(Excerpts of bounding box data)
• • • •

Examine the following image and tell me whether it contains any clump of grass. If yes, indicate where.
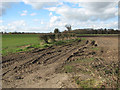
[76,79,95,88]
[64,65,73,73]
[71,57,95,63]
[92,47,99,50]
[81,38,86,40]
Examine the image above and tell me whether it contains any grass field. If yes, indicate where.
[2,34,40,55]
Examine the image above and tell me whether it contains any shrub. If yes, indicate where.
[49,34,55,42]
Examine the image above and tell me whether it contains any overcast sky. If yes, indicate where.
[0,0,118,32]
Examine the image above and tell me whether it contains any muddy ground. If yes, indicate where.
[2,37,119,88]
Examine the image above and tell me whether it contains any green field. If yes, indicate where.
[2,34,40,55]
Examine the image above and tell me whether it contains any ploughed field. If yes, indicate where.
[2,37,119,88]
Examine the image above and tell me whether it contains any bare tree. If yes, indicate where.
[65,24,71,31]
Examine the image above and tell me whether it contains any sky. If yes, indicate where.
[0,0,118,33]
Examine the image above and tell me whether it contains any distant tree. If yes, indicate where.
[54,28,60,33]
[65,24,71,31]
[39,34,48,43]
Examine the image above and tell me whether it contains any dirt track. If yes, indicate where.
[2,37,118,88]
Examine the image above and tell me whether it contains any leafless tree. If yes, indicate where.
[65,24,71,31]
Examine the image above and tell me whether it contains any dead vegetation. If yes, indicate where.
[2,36,119,88]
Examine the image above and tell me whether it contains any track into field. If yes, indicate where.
[2,37,117,88]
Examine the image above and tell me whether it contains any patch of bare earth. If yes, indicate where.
[2,37,118,88]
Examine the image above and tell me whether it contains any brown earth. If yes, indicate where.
[2,37,119,88]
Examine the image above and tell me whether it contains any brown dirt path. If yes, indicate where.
[2,37,118,88]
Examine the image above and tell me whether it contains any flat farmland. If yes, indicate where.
[2,37,120,88]
[2,34,40,55]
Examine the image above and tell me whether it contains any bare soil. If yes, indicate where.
[2,37,119,88]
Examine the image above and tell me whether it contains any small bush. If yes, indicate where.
[49,34,55,42]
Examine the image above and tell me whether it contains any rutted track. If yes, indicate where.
[2,37,118,88]
[2,38,91,87]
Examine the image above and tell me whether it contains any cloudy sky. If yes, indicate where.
[0,0,118,33]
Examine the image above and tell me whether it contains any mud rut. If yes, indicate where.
[2,40,118,88]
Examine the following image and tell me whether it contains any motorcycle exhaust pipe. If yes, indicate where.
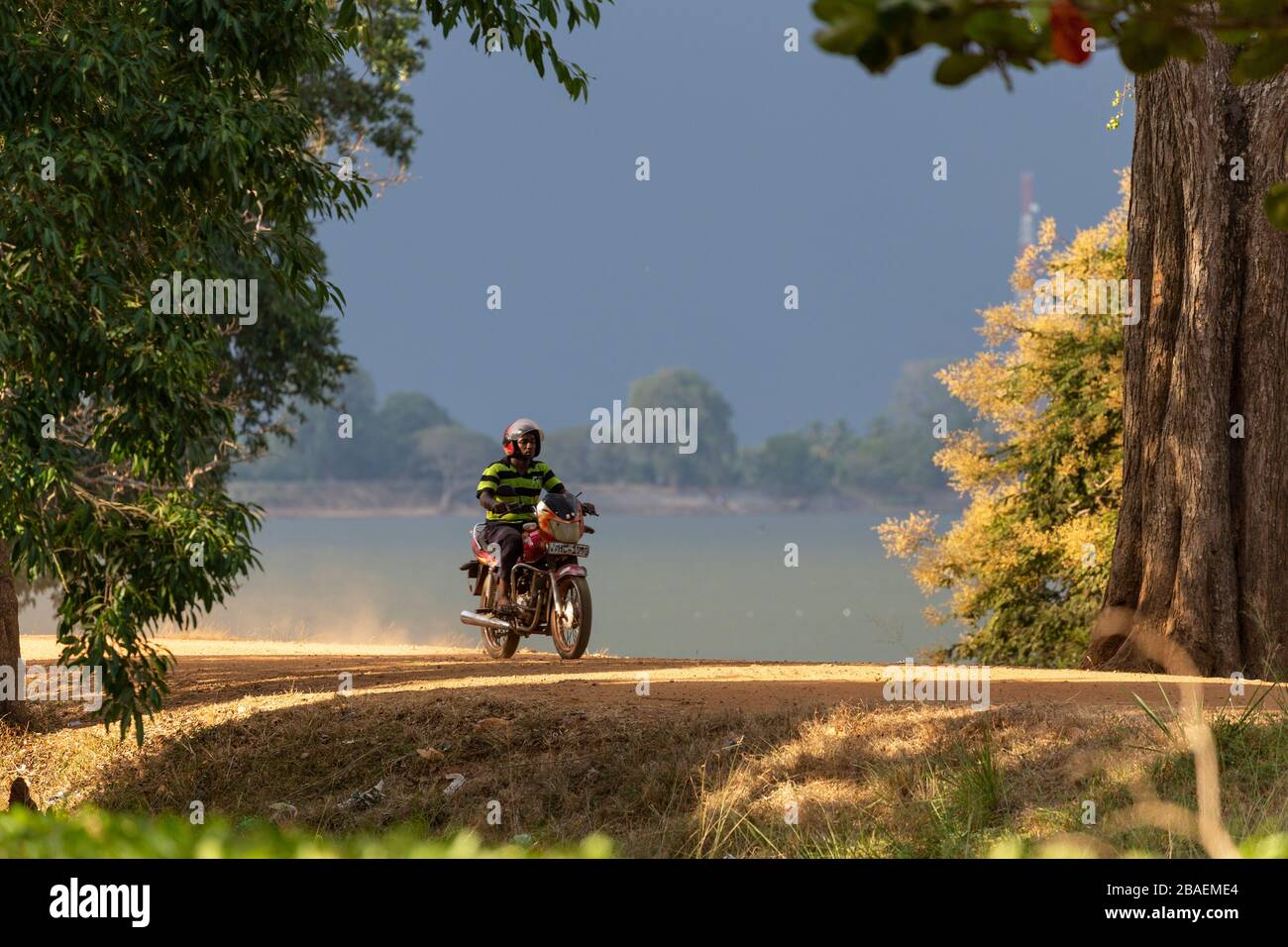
[461,612,515,631]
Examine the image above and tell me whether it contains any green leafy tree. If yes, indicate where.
[628,368,738,487]
[814,0,1288,677]
[412,425,499,510]
[0,0,599,740]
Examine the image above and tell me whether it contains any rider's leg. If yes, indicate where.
[483,523,523,608]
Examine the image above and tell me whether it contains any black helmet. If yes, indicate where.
[501,417,545,458]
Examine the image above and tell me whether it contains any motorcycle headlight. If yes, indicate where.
[550,517,581,543]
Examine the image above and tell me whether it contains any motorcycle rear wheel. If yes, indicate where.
[550,576,591,661]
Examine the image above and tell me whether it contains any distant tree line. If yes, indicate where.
[240,361,969,506]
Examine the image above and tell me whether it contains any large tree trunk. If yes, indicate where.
[1087,40,1288,677]
[0,540,26,720]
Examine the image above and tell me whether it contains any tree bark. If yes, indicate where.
[1087,39,1288,677]
[0,540,27,721]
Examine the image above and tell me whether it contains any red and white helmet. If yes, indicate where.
[501,417,545,458]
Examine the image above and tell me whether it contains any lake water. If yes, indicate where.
[23,513,953,663]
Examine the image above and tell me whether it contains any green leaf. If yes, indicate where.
[935,53,993,85]
[1261,180,1288,231]
[814,8,877,55]
[1118,20,1169,74]
[335,0,358,31]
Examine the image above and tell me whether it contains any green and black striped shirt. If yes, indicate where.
[474,460,563,523]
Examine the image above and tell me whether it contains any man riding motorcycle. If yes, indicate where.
[474,417,595,613]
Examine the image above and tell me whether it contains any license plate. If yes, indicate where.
[546,543,590,558]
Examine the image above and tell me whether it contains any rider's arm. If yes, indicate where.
[480,489,507,513]
[541,464,568,493]
[474,464,505,513]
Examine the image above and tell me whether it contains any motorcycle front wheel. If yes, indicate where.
[550,576,590,661]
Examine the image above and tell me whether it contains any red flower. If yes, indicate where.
[1051,0,1095,65]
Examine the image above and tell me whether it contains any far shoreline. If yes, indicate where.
[229,480,962,519]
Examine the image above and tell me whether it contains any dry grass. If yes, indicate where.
[0,659,1288,857]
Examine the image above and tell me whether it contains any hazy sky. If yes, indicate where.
[322,0,1132,443]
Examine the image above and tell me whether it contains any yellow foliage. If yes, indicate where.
[879,174,1128,664]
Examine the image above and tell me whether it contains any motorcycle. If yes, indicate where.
[461,493,596,660]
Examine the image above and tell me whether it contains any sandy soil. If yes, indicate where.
[22,637,1267,712]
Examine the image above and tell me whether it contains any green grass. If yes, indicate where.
[0,808,613,858]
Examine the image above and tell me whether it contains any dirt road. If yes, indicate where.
[23,638,1267,712]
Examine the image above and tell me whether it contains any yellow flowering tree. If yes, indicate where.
[877,175,1138,666]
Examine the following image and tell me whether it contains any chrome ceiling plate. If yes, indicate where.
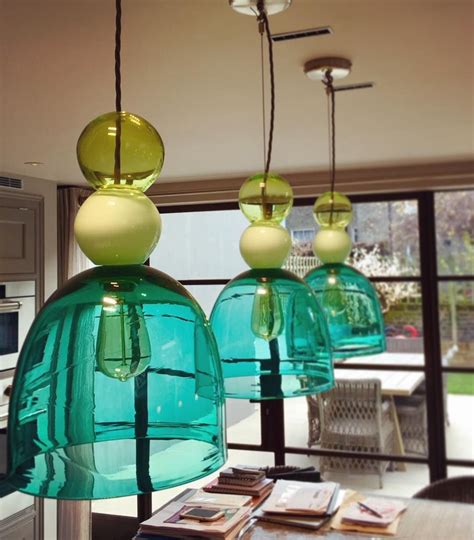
[304,57,352,81]
[229,0,293,17]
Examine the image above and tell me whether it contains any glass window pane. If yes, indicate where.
[443,373,474,460]
[186,285,224,318]
[225,399,261,444]
[435,190,474,276]
[439,281,474,367]
[384,281,423,346]
[286,200,420,277]
[286,454,430,497]
[150,210,248,280]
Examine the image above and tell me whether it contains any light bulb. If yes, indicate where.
[252,278,284,341]
[97,293,151,381]
[322,270,347,318]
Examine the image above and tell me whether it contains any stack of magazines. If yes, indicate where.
[204,465,273,497]
[256,480,344,529]
[338,497,406,534]
[135,489,252,540]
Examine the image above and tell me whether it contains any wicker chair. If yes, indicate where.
[413,476,474,504]
[318,379,395,488]
[395,395,428,456]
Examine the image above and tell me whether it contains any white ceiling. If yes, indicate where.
[0,0,473,184]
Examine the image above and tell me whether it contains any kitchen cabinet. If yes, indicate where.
[0,194,43,281]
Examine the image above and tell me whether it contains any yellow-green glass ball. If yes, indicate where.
[239,173,293,223]
[77,111,165,191]
[313,191,352,229]
[74,188,161,266]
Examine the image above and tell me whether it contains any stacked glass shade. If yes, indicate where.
[7,112,226,499]
[305,263,386,358]
[211,174,334,400]
[305,192,386,359]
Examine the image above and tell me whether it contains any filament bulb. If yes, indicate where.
[252,281,283,341]
[97,294,151,382]
[322,271,347,318]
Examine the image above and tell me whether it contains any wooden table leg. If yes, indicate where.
[390,396,407,471]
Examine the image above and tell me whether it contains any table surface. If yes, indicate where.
[334,353,425,396]
[243,499,474,540]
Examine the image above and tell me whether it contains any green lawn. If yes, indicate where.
[448,373,474,396]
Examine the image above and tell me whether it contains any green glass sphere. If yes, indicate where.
[313,191,352,229]
[239,173,293,223]
[77,111,165,191]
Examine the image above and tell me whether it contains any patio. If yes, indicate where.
[92,394,474,516]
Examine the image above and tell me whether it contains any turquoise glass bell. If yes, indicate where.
[7,265,226,499]
[210,268,334,400]
[304,263,386,359]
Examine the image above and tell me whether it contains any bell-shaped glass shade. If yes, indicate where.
[7,265,226,499]
[305,264,386,358]
[211,269,334,400]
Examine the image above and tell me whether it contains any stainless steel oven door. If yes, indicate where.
[0,296,36,371]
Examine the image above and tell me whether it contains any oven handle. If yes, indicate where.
[0,300,22,313]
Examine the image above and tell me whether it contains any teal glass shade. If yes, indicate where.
[211,269,334,400]
[7,265,226,499]
[304,264,386,359]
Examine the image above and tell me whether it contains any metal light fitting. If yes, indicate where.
[304,57,352,81]
[229,0,292,17]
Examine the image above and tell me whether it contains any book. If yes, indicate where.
[253,510,330,531]
[219,467,265,486]
[262,480,344,516]
[185,489,252,508]
[341,497,407,527]
[139,500,250,540]
[203,478,273,497]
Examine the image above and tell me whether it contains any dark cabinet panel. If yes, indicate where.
[0,195,43,281]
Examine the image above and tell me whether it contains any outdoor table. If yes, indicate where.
[334,353,425,471]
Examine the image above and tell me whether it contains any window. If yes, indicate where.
[90,191,474,520]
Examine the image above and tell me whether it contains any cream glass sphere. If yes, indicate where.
[240,222,291,268]
[313,229,352,263]
[74,188,161,265]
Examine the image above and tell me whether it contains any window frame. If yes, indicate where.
[103,190,474,520]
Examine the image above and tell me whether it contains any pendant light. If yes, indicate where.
[305,58,386,359]
[7,0,226,499]
[211,1,334,400]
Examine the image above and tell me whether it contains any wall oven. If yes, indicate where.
[0,281,36,372]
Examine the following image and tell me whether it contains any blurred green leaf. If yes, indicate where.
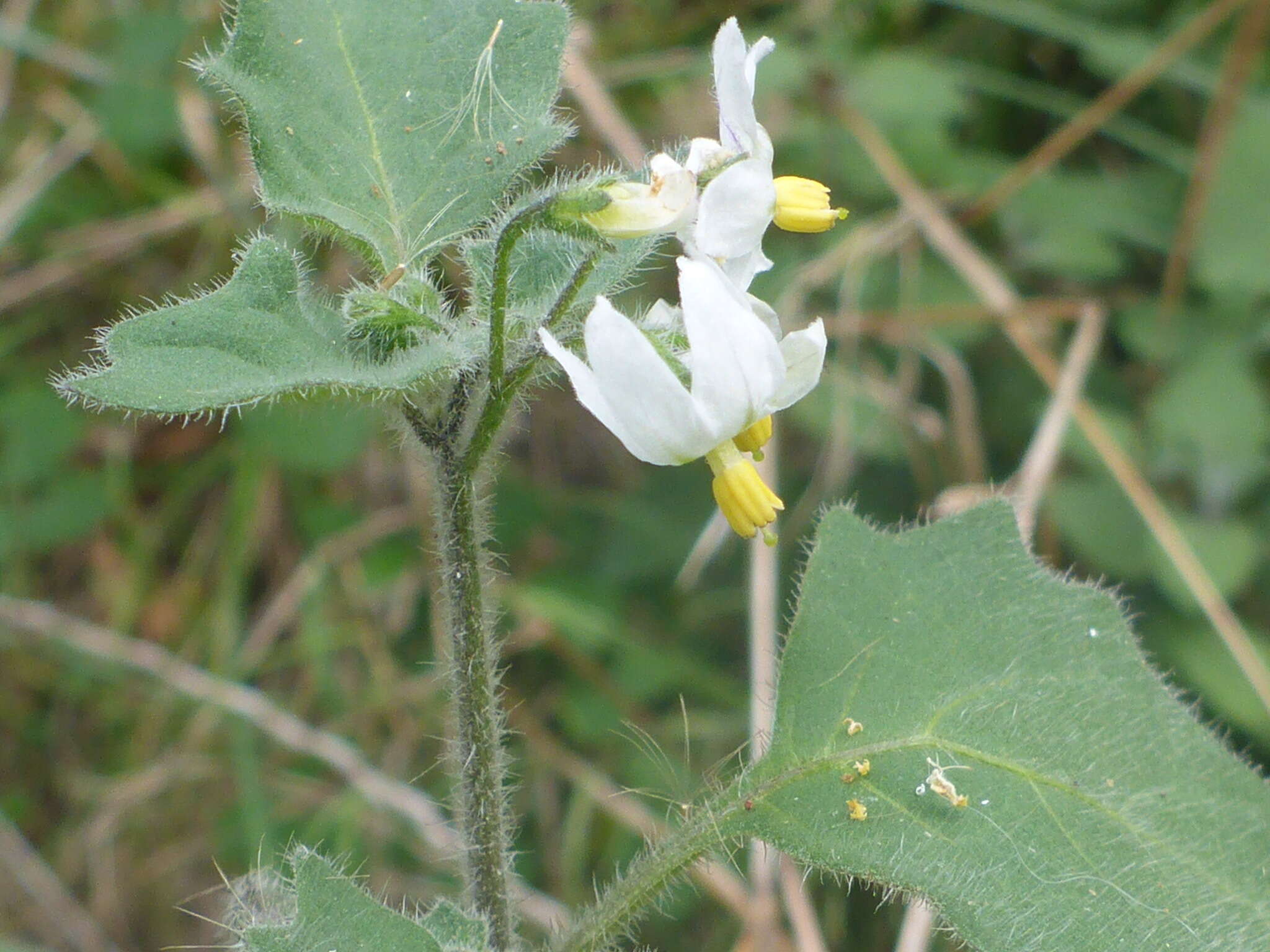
[58,237,477,414]
[91,10,190,161]
[1195,97,1270,296]
[1147,339,1270,505]
[242,847,489,952]
[205,0,567,270]
[0,472,113,555]
[851,51,967,126]
[1150,511,1266,612]
[1046,476,1156,584]
[724,504,1270,952]
[0,383,87,487]
[1142,610,1270,747]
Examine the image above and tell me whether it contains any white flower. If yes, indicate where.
[685,17,846,289]
[582,152,697,239]
[538,258,825,537]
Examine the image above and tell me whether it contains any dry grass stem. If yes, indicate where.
[0,814,118,952]
[0,596,567,928]
[0,95,98,246]
[1006,303,1106,542]
[0,185,224,314]
[840,102,1270,710]
[239,505,414,671]
[781,855,829,952]
[564,22,645,167]
[960,0,1248,224]
[1160,0,1270,320]
[895,899,935,952]
[509,705,752,920]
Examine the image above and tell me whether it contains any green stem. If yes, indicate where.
[468,252,600,469]
[437,443,513,951]
[554,814,736,952]
[489,200,551,394]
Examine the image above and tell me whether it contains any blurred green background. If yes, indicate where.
[0,0,1270,950]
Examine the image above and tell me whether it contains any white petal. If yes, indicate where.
[678,258,785,438]
[720,247,781,298]
[683,138,735,175]
[579,297,721,466]
[649,154,697,231]
[538,327,642,458]
[693,159,776,258]
[742,294,781,340]
[713,17,775,152]
[767,317,825,413]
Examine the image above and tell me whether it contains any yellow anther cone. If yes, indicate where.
[773,175,847,232]
[706,441,785,538]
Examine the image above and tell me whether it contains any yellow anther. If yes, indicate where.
[706,439,785,538]
[775,175,847,232]
[732,414,772,459]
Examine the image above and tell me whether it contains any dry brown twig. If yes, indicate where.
[1005,303,1106,542]
[960,0,1248,224]
[781,855,829,952]
[895,899,935,952]
[0,596,567,929]
[1160,0,1270,320]
[840,102,1270,710]
[564,20,645,167]
[0,91,99,246]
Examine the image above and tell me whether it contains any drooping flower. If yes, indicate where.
[685,17,846,289]
[580,152,697,239]
[538,258,825,538]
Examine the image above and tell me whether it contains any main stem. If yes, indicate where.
[437,443,513,952]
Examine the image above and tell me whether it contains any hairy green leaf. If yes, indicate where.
[57,237,474,414]
[724,504,1270,952]
[203,0,567,270]
[242,848,489,952]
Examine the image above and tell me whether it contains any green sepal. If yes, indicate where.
[549,187,613,221]
[344,275,446,363]
[56,236,479,416]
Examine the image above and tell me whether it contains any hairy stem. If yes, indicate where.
[468,253,600,469]
[554,814,736,952]
[402,401,514,952]
[489,200,550,395]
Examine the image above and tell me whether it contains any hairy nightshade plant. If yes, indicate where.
[57,0,1270,952]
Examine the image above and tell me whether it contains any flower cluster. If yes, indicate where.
[540,18,846,542]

• • • •

→ **Goal of the exercise**: Return, unchanged and in order, every line from the one containing "bare tree. If yes, indicate where." through the one containing "[2,38,91,87]", including both of those lines.

→ **Exercise output**:
Examine the image above and tell me whether it contains any bare tree. If yes, indicate where.
[65,24,71,31]
Examine the image above and tell me whether it contains any sky. If yes, indicate where.
[0,0,118,33]
Examine the image above and tell me whether it contains any distant tree. If yes, indicate where.
[54,28,60,33]
[65,24,71,31]
[39,34,48,43]
Examine the image above and tell me whether it contains any dirt track. If yes, indicate where.
[2,37,118,88]
Examine the image above and tell me whether it contains any leafless tree. If yes, indicate where.
[65,24,71,31]
Examine the image above and tell me whether it contains any dead vegetation. If yes, indicate where.
[2,36,119,88]
Examine the image above and tell me whether it contains any track into field. If yes, indicate where.
[2,37,117,88]
Examine the image above and tell me whether it contains any patch of bare earth. If yes, indicate where.
[2,37,118,88]
Examine the image above and tell me whether it contains any brown earth. If yes, indicate where.
[2,37,119,88]
Examine the image above and tell me whether it contains any brown dirt path. If yes, indicate where.
[2,37,118,88]
Examine the image above and tell me whether it contains any flat farmland. If yes, indicate where.
[2,37,120,88]
[2,34,40,55]
Examine the image above and tell me whether it contains any bare soil. If yes, indicate where.
[2,37,119,88]
Examine the image above and tell me whether it contains any small bush. If yes, indicate where.
[49,34,55,42]
Examine the image above and tell me whether it contains any rutted track. If yes, indicate where.
[2,37,118,88]
[2,38,91,87]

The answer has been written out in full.